EXERCICE A:
Répondez aux questions suivantes à partir de l'entretien avec Lionel Roux.
(i) À quel média Lionel Roux s'est-il confié ?
(ii) Dans quel pays a-t-il joué le dernier match décisif d'une rencontre de barrages ?
(iii) Quel rôle occupait-il lors de la victoire en Suède en 2006 ?
EXERCICE B: Reproduisez fidèlement le passage de l'entretien avec Lionel Roux qui commence aux mots « Comme Thierry Ascione, tu » et s'achève après « joies du succès. ».
EXERCICE C: Poursuivez l'entretien avec Lionel Roux à la suite de la dernière phrase.

EXTRAIT CHOISI:
<<<<

Lionel Roux s’est confié à GrandChelem/Welovetennis en amont de cette demi‐finale de Coupe Davis. L’entraîneur de l’équipe de France revient sur son rôle, sa relation avec les joueurs et son ressenti sur la compétition. Extraits d’un entretien à retrouver en intégralité dans le Hors Série spécial Coupe Davis « Lyon fait la force ».
Comme Thierry Ascione, tu n’as qu’une sélection en Coupe Davis…
Je préfère en avoir une, même si elle a laissé des cicatrices. J’ai joué le dernier match décisif d’une rencontre de barrages en Belgique et ça s’est soldé par une défaite. Je n’en ai pas fait des cauchemars, mais entendre les supporters qui tapaient sur les panneaux avant que je serve, c’était très dur. Je suis arrivé à m’en relever puisque, derrière, j’ai atteint les huitièmes‐de‐finale à l’Open d’Australie. Avec le recul, c’est frustrant de ne pas avoir pu montrer autre chose en sélection. D’autant qu’en 2006, lors de la victoire en Suède, j’étais le cinquième homme ; j’avais donc connu, quelque part, les joies du succès.
Puisque tu en parles, quel est le rôle exact du cinquième homme en Coupe Davis ? C’est j’y suis, j’y suis pas ?

>>>>

DONNÉES PRÉSENTÉES:

<<<<

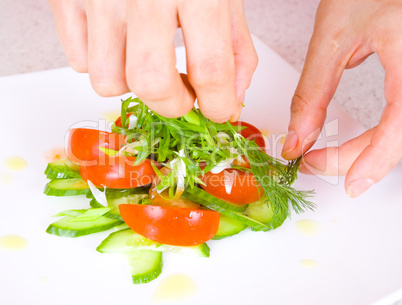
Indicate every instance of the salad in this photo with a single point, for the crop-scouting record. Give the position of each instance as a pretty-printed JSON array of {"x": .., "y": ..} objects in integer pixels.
[{"x": 170, "y": 185}]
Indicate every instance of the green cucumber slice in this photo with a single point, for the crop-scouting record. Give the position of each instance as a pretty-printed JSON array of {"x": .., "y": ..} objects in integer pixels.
[
  {"x": 119, "y": 193},
  {"x": 127, "y": 240},
  {"x": 262, "y": 212},
  {"x": 228, "y": 227},
  {"x": 213, "y": 203},
  {"x": 114, "y": 203},
  {"x": 196, "y": 194},
  {"x": 66, "y": 187},
  {"x": 61, "y": 169},
  {"x": 145, "y": 266},
  {"x": 68, "y": 227}
]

>>>>

RÉPONSE RÉDIGÉE A:
(i) À GrandChelem/Welovetennis.
(ii) En Belgique.
(iii) Il était le cinquième homme.

RÉPONSE RÉDIGÉE B:
Comme Thierry Ascione, tu n’as qu’une sélection en Coupe Davis…
Je préfère en avoir une, même si elle a laissé des cicatrices. J’ai joué le dernier match décisif d’une rencontre de barrages en Belgique et ça s’est soldé par une défaite. Je n’en ai pas fait des cauchemars, mais entendre les supporters qui tapaient sur les panneaux avant que je serve, c’était très dur. Je suis arrivé à m’en relever puisque, derrière, j’ai atteint les huitièmes‐de‐finale à l’Open d’Australie. Avec le recul, c’est frustrant de ne pas avoir pu montrer autre chose en sélection. D’autant qu’en 2006, lors de la victoire en Suède, j’étais le cinquième homme ; j’avais donc connu, quelque part, les joies du succès.

RÉPONSE RÉDIGÉE C:
Ca peut être vu comme ça. Par exemple, Bennet’ était le cinquième homme à Maastricht et, finalement, il a été sélectionné par la suite. En fait, il faut être disponible pour les autres. C’est une marche supplémentaire pour se rapprocher du Team France, une façon de s’imprégner de l’ambiance, du groupe. Au tennis, cet esprit de groupe est rare. Le cinquième homme fait toute la préparation dans l’optique de remplacer un mec s’il n’est pas en forme. Il y a un vrai challenge et une petite chance d’être sélectionné.
Quelle est la mission de l’entraîneur par rapport à celle du capitaine ?
C’est le capitaine qui tranche. Mais on établit la sélection ensemble. On discute beaucoup avec Guy. Je lui fais part de mes informations, de mon ressenti. Quand il sent que je ne suis pas d’accord ou quand il a un doute, il m’en parle, car je connais bien les joueurs. Je suis la plupart du temps sur le circuit. C’est la même chose avec les coaches, je les ai de façon constante au bout du fil.
Tu es l’homme de terrain du Team d’une certaine manière ?
Oui, c’est un peu ça. Je suis le piston qui sert de catalyseur entre le groupe et ceux qui gravitent autour. Je m’occupe des plannings, de la vie de l’équipe, des besoins des uns et des autres. Je suis aux petits soins pour les joueurs, une sorte de grand frère.
Tu interviens aussi sur le plan technique ?
Jamais. Si c’est le cas, j’en ai parlé en amont avec le coach. Je travaille avec des Formules 1 ; tout n’est question que de petits réglages. Mon job, c’est d’être au courant des points travaillés habituellement par les joueurs avec leurs coaches. Ca permet de bosser sans chambouler l’ordre établi. Il faut que le joueur reste dans un environnement tennistique qu’il connaît.
Tu es une sorte de Super Coach ?
C’est flatteur ! Mais un peu, oui… (Rires)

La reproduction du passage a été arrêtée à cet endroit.